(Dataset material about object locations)
↓↓↓

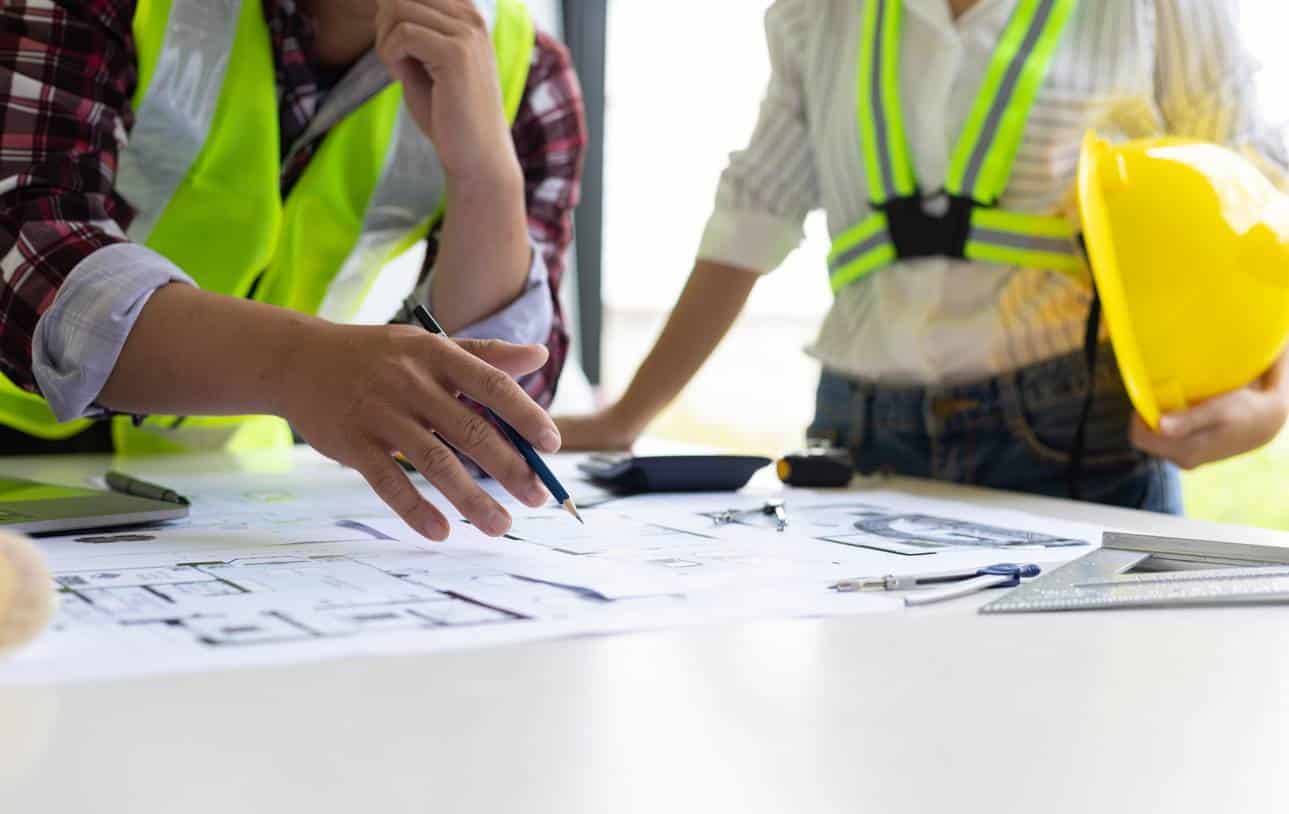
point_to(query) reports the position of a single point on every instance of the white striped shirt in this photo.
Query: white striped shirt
(1125, 67)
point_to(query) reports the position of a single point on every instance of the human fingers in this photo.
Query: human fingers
(442, 468)
(1203, 416)
(514, 359)
(491, 387)
(391, 485)
(476, 437)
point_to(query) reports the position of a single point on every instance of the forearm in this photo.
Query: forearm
(485, 256)
(192, 352)
(710, 302)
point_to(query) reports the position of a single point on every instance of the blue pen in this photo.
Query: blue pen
(520, 443)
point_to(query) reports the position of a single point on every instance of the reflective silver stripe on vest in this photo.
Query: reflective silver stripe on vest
(172, 123)
(886, 168)
(1003, 99)
(874, 241)
(410, 188)
(1029, 243)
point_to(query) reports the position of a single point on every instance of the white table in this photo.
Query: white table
(932, 710)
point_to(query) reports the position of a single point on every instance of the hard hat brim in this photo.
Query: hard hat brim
(1098, 238)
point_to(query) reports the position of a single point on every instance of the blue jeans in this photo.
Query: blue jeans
(1009, 432)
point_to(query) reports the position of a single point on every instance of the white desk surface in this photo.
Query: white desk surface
(931, 710)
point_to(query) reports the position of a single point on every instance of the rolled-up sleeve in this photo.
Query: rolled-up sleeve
(80, 336)
(66, 76)
(526, 320)
(770, 187)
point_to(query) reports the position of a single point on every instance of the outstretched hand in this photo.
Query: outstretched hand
(361, 394)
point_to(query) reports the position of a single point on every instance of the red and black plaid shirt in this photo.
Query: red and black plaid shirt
(67, 74)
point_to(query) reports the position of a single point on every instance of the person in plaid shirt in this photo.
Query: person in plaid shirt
(98, 325)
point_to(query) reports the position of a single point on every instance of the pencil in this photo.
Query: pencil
(520, 443)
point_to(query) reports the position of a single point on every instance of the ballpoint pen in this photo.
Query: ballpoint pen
(955, 583)
(124, 484)
(520, 443)
(772, 508)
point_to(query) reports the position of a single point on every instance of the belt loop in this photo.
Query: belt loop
(861, 400)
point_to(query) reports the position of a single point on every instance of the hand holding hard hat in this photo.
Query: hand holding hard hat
(1189, 245)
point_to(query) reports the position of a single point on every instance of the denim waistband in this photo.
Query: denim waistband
(973, 404)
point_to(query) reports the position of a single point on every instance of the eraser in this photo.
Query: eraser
(27, 595)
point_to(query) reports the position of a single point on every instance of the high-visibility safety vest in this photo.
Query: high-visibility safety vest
(203, 174)
(962, 221)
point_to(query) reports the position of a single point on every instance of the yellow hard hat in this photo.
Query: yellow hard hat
(1189, 245)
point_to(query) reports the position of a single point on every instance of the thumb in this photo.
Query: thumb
(1199, 417)
(513, 359)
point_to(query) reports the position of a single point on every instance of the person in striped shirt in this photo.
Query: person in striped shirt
(950, 368)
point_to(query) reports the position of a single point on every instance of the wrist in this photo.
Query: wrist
(295, 339)
(486, 181)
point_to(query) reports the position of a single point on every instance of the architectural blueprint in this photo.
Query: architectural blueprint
(286, 566)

↑↑↑

== Aim of the exercise ==
Format every line of the material above as a JSON list of strings, one string per line, and skip any blank lines. Leave the pictures out of the list.

== Complete output ==
[
  "point_to(query) reports the position of a single point on every instance of the white striped shirt in this photo.",
  "Query: white striped shirt",
  "(1125, 67)",
  "point_to(query) reports the position of a single point on every instance of the human fingers in this photo.",
  "Query: human fingers",
  "(442, 468)",
  "(1203, 416)",
  "(514, 359)",
  "(491, 387)",
  "(391, 485)",
  "(476, 437)",
  "point_to(query) reports the position of a single point on every instance of the forearm in this photo.",
  "Query: forearm",
  "(485, 256)",
  "(192, 352)",
  "(710, 302)",
  "point_to(query) reports the position of a single point on every instance of the blue pen in this photo.",
  "Query: blue pen",
  "(520, 443)",
  "point_to(query) reports the position of a single point on every instance of the reflective silver stripe on vest in this photo.",
  "Query: reflective silver stripe on vest",
  "(172, 123)",
  "(886, 168)",
  "(1003, 99)",
  "(874, 241)",
  "(410, 188)",
  "(1029, 243)",
  "point_to(query) reports the position of a single point on every instance of the white table in this photo.",
  "Query: white table",
  "(932, 710)",
  "point_to(query) reports the position of a single point on every instance of the hard hat brim in this photo.",
  "Query: hard hat brim",
  "(1098, 238)",
  "point_to(query) reports the position of a single point on every instance of the blue jeans in this photo.",
  "Query: blue jeans",
  "(1009, 432)",
  "point_to(query) reports the position of a single point on every instance of the white desk surface in this photo.",
  "Query: white desk surface",
  "(931, 710)",
  "point_to(query) reports the position of a single point on every instance of the rolled-up sleeve in this photo.",
  "Query: rolled-up sleeve",
  "(80, 336)",
  "(66, 76)",
  "(526, 320)",
  "(770, 187)",
  "point_to(query) reports the position of a single point on every instance of the outstretched hand in this photo.",
  "Query: outstretched hand",
  "(361, 394)",
  "point_to(query) reports the position of a single point on every instance of the red and black plaid shirt in this photo.",
  "Query: red and black plaid shirt",
  "(67, 74)",
  "point_to(query) reports the position of a single point on every instance of the person in plaid shirt in this photo.",
  "Query: person in plaid shirt",
  "(98, 325)",
  "point_to(query) reports the position of a single point on every instance of the pencil in this photo.",
  "Query: pencil",
  "(520, 443)",
  "point_to(query) reports the position of a single point on every instance of the ballpoint pen in this photo.",
  "Query: ballpoint pen",
  "(955, 583)",
  "(124, 484)",
  "(520, 443)",
  "(772, 508)",
  "point_to(query) reports the position of a single point on every instance of the belt loop in this photo.",
  "Query: belt loop",
  "(861, 400)",
  "point_to(query) reports the position of a single point on every instance of the hand holding hard hat in this photo.",
  "Query: hand holding hard hat",
  "(1189, 245)",
  "point_to(query) reports the position of a single point on every instance of the denim waistband in this photo.",
  "Query: denim waistband",
  "(973, 404)",
  "point_to(query) reports the position of a single point on every instance of the eraser in this photo.",
  "Query: eraser",
  "(27, 595)",
  "point_to(query) reports the position of a single point on every instance of the high-visibility safety vest in this photo.",
  "Query: high-visibility safety vest",
  "(203, 174)",
  "(962, 221)",
  "point_to(query) reports the position of a single point on every instance of the yellow hard hat in this photo.",
  "Query: yellow hard hat",
  "(1189, 245)",
  "point_to(query) reports the position of a single point on every instance of the thumb in this photo.",
  "Query: thumb",
  "(1199, 417)",
  "(513, 359)",
  "point_to(query) reports the position of a single point on every instance of the person in striped shirt in this photo.",
  "Query: person in striped shirt",
  "(950, 368)",
  "point_to(query) reports the position of a single point on every instance of the wrist in this photo.",
  "Query: wrist",
  "(295, 339)",
  "(486, 181)",
  "point_to(query) reports the position of a single point on every instance of the architectural blueprint in this photo.",
  "Query: architectural blueprint",
  "(286, 566)"
]